Stored data:
════════
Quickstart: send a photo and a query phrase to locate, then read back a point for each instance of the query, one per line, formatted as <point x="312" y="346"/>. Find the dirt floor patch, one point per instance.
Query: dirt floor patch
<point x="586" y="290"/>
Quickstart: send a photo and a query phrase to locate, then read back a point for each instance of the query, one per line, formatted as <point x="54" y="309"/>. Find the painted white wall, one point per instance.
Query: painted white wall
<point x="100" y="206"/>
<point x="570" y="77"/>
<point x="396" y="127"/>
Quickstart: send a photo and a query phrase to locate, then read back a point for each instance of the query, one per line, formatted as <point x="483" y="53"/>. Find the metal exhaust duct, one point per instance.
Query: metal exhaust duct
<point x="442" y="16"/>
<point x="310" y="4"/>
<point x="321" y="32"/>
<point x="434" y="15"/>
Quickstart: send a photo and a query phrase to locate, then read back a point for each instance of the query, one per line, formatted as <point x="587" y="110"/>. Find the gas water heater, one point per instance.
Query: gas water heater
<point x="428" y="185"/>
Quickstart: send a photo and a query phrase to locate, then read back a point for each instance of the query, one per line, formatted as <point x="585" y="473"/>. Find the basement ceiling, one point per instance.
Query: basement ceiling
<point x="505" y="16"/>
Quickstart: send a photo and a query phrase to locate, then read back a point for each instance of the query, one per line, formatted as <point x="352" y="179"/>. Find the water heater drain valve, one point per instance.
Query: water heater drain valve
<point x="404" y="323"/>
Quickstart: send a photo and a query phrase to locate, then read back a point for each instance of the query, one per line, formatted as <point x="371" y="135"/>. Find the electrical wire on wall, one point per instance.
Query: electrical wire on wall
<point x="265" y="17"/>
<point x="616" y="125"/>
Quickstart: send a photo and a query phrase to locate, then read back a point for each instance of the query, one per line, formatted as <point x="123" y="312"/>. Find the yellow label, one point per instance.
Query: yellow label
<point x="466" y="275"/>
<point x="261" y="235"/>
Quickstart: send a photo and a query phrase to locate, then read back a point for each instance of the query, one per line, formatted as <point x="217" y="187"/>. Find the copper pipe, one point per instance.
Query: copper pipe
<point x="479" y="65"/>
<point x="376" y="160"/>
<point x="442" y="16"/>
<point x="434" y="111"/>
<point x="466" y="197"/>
════════
*Written instruction*: Please reproduce each line exactly as written.

*Task result*:
Quickstart: send a photo and a query phrase to locate, then read back a point for each instance of the query, one per line, formatted as <point x="312" y="346"/>. Find the dirt floor patch, one point per instance.
Query: dirt floor patch
<point x="586" y="290"/>
Quickstart: send a photo and a query phrase to locate, then read back a point for each instance of the query, one per line, formatted as <point x="54" y="309"/>. Find the painted white wall, one point per instance.
Query: painted white wall
<point x="100" y="206"/>
<point x="570" y="77"/>
<point x="396" y="127"/>
Quickstart: send a photo and a query phrase to locate, then read back a point for each instance of the query, one per line, formatted as <point x="483" y="53"/>. Find the metal exhaust duct, one point per instance.
Query: metal exhaust duct
<point x="442" y="16"/>
<point x="310" y="4"/>
<point x="321" y="32"/>
<point x="434" y="15"/>
Quickstart: send a photo and a query phrase to locate, then read back a point for each instance of the query, one per line, formatted as <point x="587" y="110"/>. Find the gas water heater, one point per instance.
Query: gas water heater
<point x="428" y="185"/>
Quickstart: send a photo and a query phrase to locate, then read back a point for each instance of the query, one per line, formatted as <point x="585" y="473"/>. Find the basement ceiling, one point per instance.
Query: basement ceiling
<point x="505" y="16"/>
Quickstart: send a photo and a query phrase to locate, then read back a point for each instance of the query, one per line, formatted as <point x="352" y="179"/>. Find the water heater drain valve, one point per instance.
Query: water heater drain valve
<point x="404" y="323"/>
Quickstart: send a photo and a query phrase to locate, then read back a point for each instance of the query, one per line, formatted as <point x="371" y="135"/>. Find the electrical wire on wall, one point per instance.
Query: electrical wire on wall
<point x="265" y="17"/>
<point x="616" y="125"/>
Quickstart: send a photo and a query phrase to locate, then read back a point for each instance of the query, one per line, formatted as <point x="123" y="312"/>. Find the yellow label, one point per instance.
Query: yellow label
<point x="466" y="275"/>
<point x="261" y="235"/>
Quickstart: send a photo and a query phrase to locate, then read back a point for each instance of the query, one per line, formatted as <point x="217" y="187"/>. Find the copper pipe, one point per instance.
Query: copper pipe
<point x="479" y="65"/>
<point x="376" y="160"/>
<point x="442" y="16"/>
<point x="434" y="111"/>
<point x="466" y="197"/>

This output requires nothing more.